→ **WORK TO COMPLETE**
Render the lines below as a Markdown table with the columns "Row" and "Line," numbering each line in order and omitting blank ones.

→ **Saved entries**
-.-.-
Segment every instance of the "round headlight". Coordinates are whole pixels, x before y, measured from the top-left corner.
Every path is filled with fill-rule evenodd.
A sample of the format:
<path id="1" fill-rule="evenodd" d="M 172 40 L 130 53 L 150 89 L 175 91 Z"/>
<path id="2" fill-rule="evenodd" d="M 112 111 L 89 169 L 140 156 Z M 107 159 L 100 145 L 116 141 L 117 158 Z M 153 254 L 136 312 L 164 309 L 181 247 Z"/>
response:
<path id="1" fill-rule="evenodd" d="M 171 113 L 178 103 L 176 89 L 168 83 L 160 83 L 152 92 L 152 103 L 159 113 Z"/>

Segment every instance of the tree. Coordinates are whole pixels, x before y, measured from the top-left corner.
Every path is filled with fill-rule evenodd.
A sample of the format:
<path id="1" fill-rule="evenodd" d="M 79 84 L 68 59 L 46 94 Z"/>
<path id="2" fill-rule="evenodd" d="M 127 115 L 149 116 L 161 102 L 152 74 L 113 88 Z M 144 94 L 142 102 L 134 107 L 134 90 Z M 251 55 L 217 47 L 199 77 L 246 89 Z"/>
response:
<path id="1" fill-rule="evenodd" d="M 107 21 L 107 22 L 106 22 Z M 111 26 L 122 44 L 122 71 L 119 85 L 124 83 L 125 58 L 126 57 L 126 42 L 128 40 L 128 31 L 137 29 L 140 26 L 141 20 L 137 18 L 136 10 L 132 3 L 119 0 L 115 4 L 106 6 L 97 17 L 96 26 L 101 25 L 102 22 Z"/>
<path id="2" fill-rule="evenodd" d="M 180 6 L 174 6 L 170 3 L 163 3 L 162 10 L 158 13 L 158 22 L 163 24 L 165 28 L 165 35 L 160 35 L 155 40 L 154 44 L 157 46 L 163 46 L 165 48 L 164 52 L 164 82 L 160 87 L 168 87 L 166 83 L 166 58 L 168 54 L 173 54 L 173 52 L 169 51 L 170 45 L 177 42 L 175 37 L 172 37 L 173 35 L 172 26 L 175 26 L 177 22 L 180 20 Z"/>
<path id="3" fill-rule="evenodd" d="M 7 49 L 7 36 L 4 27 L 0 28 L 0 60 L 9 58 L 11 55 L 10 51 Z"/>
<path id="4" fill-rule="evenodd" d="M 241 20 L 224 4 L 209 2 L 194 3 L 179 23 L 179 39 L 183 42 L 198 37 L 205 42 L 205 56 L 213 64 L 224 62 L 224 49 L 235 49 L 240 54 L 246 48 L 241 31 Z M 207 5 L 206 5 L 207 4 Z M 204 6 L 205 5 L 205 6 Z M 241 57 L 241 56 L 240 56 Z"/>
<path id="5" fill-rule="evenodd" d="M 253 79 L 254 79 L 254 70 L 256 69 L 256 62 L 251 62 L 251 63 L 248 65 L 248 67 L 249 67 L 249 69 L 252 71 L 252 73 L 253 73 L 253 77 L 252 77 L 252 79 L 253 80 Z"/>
-.-.-
→ **WRITTEN SOLUTION**
| Row | Line |
|---|---|
| 1 | Segment every instance of the "round headlight". Coordinates are whole pixels, x before y, measured from the top-left corner. |
| 2 | Every path is filled with fill-rule evenodd. |
| 3 | A sample of the format: |
| 4 | <path id="1" fill-rule="evenodd" d="M 172 40 L 130 53 L 150 89 L 175 91 Z"/> |
| 5 | <path id="2" fill-rule="evenodd" d="M 112 111 L 89 169 L 140 156 Z M 107 159 L 100 145 L 116 141 L 117 158 Z M 153 254 L 136 312 L 164 309 L 181 247 Z"/> |
| 6 | response: |
| 7 | <path id="1" fill-rule="evenodd" d="M 171 113 L 178 103 L 176 89 L 168 83 L 160 83 L 152 92 L 152 103 L 159 113 Z"/> |
| 8 | Segment every instance of the tree. Coordinates are whole pixels, x before y, measured from the top-left corner. |
| 9 | Every path is filled with fill-rule evenodd. |
| 10 | A sample of the format: |
| 11 | <path id="1" fill-rule="evenodd" d="M 79 84 L 68 59 L 46 94 Z"/> |
| 12 | <path id="2" fill-rule="evenodd" d="M 127 115 L 149 116 L 161 102 L 152 74 L 113 88 Z M 144 94 L 142 102 L 134 107 L 134 90 Z M 251 55 L 217 47 L 199 77 L 246 89 Z"/> |
| 13 | response: |
| 14 | <path id="1" fill-rule="evenodd" d="M 107 21 L 107 22 L 106 22 Z M 111 26 L 122 44 L 122 71 L 119 85 L 124 83 L 125 58 L 126 57 L 126 42 L 128 40 L 128 31 L 137 29 L 140 26 L 141 20 L 137 18 L 136 10 L 132 3 L 119 0 L 115 4 L 106 6 L 97 17 L 96 26 L 101 25 L 102 22 Z"/> |
| 15 | <path id="2" fill-rule="evenodd" d="M 180 6 L 174 6 L 170 3 L 163 3 L 162 10 L 158 13 L 158 22 L 163 24 L 165 28 L 165 35 L 160 35 L 155 40 L 154 44 L 157 46 L 163 46 L 165 48 L 164 52 L 164 82 L 160 87 L 168 87 L 166 83 L 166 58 L 168 54 L 173 54 L 173 52 L 169 51 L 170 45 L 177 42 L 175 37 L 172 37 L 173 35 L 172 26 L 175 26 L 177 22 L 180 20 Z"/> |
| 16 | <path id="3" fill-rule="evenodd" d="M 7 49 L 7 36 L 4 27 L 0 28 L 0 60 L 9 58 L 11 55 L 10 51 Z"/> |
| 17 | <path id="4" fill-rule="evenodd" d="M 241 20 L 224 4 L 209 2 L 194 3 L 179 23 L 179 39 L 183 42 L 198 37 L 205 42 L 205 56 L 213 64 L 224 62 L 224 49 L 235 49 L 240 54 L 246 48 L 241 31 Z M 207 5 L 206 5 L 207 4 Z M 204 6 L 205 5 L 205 6 Z M 241 57 L 241 56 L 240 56 Z"/> |
| 18 | <path id="5" fill-rule="evenodd" d="M 253 79 L 254 79 L 254 70 L 256 69 L 256 62 L 251 62 L 251 63 L 248 65 L 248 67 L 249 67 L 249 69 L 252 71 L 252 73 L 253 73 L 253 77 L 252 77 L 252 79 L 253 80 Z"/> |